§ **Selected text**
BEGIN
One of the most interesting conversations I had was with a woman who was a textiles entrepreneur and ran a factory. I asked her directly: “has being a woman had an adverse effect on your ability to be successful?” and she very matter-of-factly replied, “nobody cares that I’m a woman. All they care about is that I do a good job.” That may not be the case for everyone but I think, in Britain, even women in positions of power can still feel as though that has held them back in some shape or form. But this woman was very confident in her answer which surprised me – it’s always interesting to have your expectations subverted.
I was also quite surprised – and had an absolutely amazing time – with the Chinese hospitality. In terms of feeding, it’s like nothing you’ve ever seen before. For every layer of society, from the richest to the poorest, food is such an important part of their culture. It’s just amazing. I ate quite a range of unusual things, including seafood I didn’t really recognise; but the whole hospitality, the culture around eating, and the respect they gave was truly eye-opening and – actually – really beautiful and honouring. We got taken out and hosted a few times, and we couldn’t have felt more welcome.
Going to China, and visiting Huai'an deepened my understanding of Snow in Midsummer; particularly, the role of the play in Chinese culture through the centuries, and Dou who fights so hard for injustice. Frances has really taken it all on board and has made the play about a female struggle to fight against injustice – and it’s so important. As a character, Dou provides an important insight into the way the Chinese see themselves. It’s one of the most amazing things about the Yuan Dynasty (13th century) - a female fighting against a corrupt system with injustice at the heart of it. Culturally, it feels like a real responsibility to bring such a character to a British audience and sensibility.
The thing that stayed with me the most about my research trip to China was the up to date, tech-savvy consumerist society that exists alongside their incredibly deep reverence for tradition and antiquity. Interestingly, the two live harmoniously side by side. In some ways they clash, but in others they’re actually very complimentary.
It’s not like anything we have here in the UK, where it feels like we divide modernity and antiquity. But in China, it’s so utterly intertwined. Even the locals say they have 3,000 years of civilisation. And you can really feel it, and it's a remarkable and a humbling experience to do so.
END
§ **Using the information**
1. In the piece about the research trip to China, what did the textiles entrepreneur say people care about?
2. In the piece about the research trip to China, write out the stretch from "I was also quite" through "felt more welcome." again, substituting "generosity" for "hospitality".
3. Name every place that the piece about the research trip to China mentions.

§ **Information provided**
BEGIN
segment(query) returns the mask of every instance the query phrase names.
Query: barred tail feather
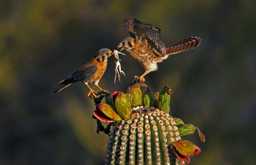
END
§ **Your written answers**
1. All they care about is that she does a good job.

2.
I was also quite surprised – and had an absolutely amazing time – with the Chinese generosity. In terms of feeding, it’s like nothing you’ve ever seen before. For every layer of society, from the richest to the poorest, food is such an important part of their culture. It’s just amazing. I ate quite a range of unusual things, including seafood I didn’t really recognise; but the whole generosity, the culture around eating, and the respect they gave was truly eye-opening and – actually – really beautiful and honouring. We got taken out and hosted a few times, and we couldn’t have felt more welcome.

3. Britain, China, Huai'an, the UK